Written problem: Pull out each line of the material below that contains the word "Annotation", treating uppercase and lowercase as different.

━━━ Given records

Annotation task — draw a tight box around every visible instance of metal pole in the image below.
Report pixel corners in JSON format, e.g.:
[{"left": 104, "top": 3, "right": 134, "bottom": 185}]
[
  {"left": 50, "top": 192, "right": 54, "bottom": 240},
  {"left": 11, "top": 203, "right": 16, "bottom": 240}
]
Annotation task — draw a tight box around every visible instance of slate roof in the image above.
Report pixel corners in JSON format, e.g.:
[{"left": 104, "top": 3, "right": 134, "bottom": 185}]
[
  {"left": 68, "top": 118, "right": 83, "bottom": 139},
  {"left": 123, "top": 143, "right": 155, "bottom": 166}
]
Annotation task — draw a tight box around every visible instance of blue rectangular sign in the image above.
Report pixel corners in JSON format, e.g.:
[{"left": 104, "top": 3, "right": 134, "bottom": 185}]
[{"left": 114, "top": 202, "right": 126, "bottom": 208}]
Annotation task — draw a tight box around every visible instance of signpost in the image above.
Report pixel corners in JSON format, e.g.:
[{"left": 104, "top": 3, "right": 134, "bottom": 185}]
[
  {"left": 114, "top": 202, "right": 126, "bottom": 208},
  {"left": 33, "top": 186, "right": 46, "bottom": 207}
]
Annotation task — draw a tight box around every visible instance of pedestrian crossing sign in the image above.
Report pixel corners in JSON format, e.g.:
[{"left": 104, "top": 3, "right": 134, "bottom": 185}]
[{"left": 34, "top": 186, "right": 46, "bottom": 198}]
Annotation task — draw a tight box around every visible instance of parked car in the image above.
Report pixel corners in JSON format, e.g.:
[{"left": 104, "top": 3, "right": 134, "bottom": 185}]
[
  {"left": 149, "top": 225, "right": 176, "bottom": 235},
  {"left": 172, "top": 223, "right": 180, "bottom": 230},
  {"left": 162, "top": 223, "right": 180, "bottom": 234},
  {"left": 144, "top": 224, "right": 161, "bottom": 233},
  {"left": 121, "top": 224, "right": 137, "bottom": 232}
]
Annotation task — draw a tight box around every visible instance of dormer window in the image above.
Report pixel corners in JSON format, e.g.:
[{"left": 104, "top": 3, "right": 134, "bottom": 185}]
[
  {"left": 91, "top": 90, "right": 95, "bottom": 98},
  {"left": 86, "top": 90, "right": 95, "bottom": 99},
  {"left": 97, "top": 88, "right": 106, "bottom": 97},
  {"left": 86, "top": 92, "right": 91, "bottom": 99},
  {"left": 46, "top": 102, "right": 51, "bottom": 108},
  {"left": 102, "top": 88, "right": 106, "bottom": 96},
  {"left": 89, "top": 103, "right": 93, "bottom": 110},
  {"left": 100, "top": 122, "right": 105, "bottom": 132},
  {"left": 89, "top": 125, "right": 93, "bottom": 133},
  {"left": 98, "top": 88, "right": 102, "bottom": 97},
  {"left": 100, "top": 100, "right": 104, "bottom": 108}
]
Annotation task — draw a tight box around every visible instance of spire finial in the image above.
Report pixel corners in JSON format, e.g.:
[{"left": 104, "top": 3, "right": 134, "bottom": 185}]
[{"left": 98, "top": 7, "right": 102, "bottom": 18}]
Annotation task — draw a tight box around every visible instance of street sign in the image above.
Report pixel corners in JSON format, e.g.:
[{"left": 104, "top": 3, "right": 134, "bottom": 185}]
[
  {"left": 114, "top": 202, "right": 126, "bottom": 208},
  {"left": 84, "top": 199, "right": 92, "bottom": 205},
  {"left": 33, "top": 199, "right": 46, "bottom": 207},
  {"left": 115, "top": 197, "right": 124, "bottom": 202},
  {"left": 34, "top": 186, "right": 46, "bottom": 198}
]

━━━━━━

Response below:
Annotation task — draw a tight box around every visible instance of metal pole in the image below.
Annotation task — draw a tight box around every visible instance of slate roof in the image above.
Annotation task — draw a tight box around every visible instance of blue rectangular sign in the image above.
Annotation task — draw a tight box around every visible instance of signpost in the image above.
Annotation task — draw a tight box around every visible instance of pedestrian crossing sign in the image above.
Annotation task — draw a tight box around every visible instance of parked car in the image above.
Annotation task — draw a tight box around every visible instance of dormer window in the image above.
Annotation task — draw a tight box around every visible instance of spire finial in the image above.
Annotation task — draw a tight box around every visible instance of street sign in the image above.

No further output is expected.